■ YOUR GOAL: Copy the material below word for word, starting with the line that contains "Where can the grass patch" and continuing through the last line of the material.
***** DATA LINES *****
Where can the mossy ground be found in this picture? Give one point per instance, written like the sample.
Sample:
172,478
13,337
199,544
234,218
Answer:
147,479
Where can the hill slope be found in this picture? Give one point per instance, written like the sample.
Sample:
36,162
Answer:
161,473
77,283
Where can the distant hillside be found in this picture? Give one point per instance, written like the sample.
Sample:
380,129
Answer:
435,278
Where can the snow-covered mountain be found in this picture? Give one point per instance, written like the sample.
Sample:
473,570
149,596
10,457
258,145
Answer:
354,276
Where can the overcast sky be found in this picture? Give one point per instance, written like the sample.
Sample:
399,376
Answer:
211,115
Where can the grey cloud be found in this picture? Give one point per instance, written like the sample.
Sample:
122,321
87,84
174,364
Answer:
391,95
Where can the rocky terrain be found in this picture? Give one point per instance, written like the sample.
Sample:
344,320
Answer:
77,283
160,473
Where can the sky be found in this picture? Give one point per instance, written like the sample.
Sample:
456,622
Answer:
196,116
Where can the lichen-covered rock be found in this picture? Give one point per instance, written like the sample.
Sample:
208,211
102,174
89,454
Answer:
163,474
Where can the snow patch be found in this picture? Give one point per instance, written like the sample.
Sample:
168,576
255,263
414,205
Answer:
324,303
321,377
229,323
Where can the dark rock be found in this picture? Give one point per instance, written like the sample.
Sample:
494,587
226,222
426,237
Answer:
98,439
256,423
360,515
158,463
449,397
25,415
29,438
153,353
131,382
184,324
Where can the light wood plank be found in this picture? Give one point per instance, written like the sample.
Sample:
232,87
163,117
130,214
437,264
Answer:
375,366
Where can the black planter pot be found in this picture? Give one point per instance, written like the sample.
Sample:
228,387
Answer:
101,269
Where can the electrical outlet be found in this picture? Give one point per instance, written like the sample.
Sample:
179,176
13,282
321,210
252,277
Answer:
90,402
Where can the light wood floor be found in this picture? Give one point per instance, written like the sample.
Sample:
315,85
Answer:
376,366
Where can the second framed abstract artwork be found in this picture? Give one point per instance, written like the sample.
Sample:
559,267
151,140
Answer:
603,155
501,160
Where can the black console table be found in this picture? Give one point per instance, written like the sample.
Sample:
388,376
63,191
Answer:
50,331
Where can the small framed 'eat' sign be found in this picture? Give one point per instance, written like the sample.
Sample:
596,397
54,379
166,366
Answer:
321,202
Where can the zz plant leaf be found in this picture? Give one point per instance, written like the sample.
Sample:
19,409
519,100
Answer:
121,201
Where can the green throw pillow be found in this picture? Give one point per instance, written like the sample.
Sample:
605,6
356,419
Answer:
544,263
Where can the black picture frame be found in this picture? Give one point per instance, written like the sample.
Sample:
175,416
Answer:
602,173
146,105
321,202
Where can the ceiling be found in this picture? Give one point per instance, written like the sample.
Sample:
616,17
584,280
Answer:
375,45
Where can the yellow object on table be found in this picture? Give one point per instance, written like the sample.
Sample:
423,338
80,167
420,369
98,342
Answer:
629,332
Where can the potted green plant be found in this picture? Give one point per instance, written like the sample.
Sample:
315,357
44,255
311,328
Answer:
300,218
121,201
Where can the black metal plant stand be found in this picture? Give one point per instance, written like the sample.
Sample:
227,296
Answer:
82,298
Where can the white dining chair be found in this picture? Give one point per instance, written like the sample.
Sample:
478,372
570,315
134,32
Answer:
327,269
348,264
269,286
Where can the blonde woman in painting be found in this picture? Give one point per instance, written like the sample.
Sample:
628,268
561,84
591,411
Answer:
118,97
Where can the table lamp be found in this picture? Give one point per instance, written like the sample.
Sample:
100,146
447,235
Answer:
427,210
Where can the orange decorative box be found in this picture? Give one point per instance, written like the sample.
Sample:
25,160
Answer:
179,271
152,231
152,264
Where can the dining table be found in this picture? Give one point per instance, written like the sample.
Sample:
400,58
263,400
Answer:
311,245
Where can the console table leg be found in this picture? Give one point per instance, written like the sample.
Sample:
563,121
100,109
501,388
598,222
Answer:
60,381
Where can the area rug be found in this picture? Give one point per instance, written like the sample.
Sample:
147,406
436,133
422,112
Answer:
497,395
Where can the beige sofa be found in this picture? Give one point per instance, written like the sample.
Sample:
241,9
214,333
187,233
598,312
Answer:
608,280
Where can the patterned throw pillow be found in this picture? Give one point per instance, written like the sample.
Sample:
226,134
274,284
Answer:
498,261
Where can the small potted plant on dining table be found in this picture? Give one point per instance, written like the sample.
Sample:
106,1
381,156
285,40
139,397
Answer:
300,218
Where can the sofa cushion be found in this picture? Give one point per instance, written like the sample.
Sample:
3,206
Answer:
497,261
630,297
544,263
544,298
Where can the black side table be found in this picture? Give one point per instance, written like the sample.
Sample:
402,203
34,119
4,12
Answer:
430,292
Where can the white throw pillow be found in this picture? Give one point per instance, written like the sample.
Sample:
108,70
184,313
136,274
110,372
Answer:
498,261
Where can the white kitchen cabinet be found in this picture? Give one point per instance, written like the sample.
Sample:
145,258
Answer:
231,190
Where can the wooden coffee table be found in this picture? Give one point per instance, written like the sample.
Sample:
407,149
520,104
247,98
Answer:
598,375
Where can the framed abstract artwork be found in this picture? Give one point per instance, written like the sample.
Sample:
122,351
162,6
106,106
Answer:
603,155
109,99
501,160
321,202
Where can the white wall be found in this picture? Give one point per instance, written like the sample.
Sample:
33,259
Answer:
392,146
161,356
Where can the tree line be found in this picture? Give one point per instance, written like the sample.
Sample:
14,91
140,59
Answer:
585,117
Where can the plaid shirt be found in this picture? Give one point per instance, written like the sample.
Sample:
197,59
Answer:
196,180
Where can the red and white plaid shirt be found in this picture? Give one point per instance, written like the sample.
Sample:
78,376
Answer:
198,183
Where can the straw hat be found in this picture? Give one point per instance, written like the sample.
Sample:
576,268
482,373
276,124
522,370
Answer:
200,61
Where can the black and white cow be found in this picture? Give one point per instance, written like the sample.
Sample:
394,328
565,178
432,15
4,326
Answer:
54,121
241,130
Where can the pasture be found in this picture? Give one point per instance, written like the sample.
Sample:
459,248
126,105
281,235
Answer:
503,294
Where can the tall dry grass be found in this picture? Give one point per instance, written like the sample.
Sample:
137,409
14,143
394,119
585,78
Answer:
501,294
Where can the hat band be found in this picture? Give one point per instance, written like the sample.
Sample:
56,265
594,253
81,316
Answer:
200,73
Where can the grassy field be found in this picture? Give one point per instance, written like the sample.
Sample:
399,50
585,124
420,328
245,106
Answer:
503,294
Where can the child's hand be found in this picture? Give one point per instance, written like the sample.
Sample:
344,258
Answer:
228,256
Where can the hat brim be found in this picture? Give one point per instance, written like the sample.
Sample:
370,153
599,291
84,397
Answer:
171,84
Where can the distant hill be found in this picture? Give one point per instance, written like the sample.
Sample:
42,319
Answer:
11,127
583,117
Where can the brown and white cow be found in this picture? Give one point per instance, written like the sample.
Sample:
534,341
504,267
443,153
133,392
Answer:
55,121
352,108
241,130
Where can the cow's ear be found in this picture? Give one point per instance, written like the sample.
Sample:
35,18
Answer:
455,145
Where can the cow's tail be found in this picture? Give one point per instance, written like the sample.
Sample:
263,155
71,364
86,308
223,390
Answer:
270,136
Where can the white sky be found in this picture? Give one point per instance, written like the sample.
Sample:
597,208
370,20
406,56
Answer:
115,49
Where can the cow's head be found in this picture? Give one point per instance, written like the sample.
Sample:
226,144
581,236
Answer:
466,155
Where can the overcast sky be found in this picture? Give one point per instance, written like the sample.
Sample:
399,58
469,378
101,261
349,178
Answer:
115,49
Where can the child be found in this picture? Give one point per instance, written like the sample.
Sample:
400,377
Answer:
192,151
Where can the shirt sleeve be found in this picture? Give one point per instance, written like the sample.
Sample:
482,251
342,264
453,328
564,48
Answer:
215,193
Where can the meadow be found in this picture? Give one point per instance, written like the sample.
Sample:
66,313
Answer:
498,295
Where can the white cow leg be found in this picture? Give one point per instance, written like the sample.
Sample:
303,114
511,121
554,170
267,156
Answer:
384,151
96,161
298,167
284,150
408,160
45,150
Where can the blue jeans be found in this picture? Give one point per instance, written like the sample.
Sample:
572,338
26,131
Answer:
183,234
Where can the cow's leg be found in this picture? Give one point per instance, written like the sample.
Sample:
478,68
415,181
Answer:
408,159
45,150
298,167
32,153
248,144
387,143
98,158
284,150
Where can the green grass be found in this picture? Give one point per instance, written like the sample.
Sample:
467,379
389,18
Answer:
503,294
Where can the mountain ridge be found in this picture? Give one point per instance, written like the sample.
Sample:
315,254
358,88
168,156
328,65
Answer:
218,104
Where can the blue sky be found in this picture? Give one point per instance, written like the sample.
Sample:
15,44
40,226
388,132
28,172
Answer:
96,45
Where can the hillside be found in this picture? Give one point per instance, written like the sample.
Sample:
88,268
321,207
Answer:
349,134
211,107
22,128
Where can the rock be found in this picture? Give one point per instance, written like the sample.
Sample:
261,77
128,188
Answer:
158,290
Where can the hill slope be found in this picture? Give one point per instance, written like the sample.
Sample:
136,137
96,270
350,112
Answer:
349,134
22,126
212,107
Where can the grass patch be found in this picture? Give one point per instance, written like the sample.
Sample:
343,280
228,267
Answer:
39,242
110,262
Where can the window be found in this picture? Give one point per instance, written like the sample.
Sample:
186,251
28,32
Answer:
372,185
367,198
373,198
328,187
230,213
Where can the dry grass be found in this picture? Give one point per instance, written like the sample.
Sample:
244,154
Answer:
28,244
*****
■ ANSWER:
Where can the grass patch be found in this picture? Give one point per instance, written like the sample.
Sample:
343,280
228,267
Answer:
39,242
110,262
Where can the window be found in this picture? Give one point per instance, written like the sample.
Sample:
186,251
28,32
Answer:
372,185
367,198
373,198
328,187
230,213
Where can the dry grass be found in this picture? Give one point per instance, written like the sample.
Sample:
244,154
Answer:
28,244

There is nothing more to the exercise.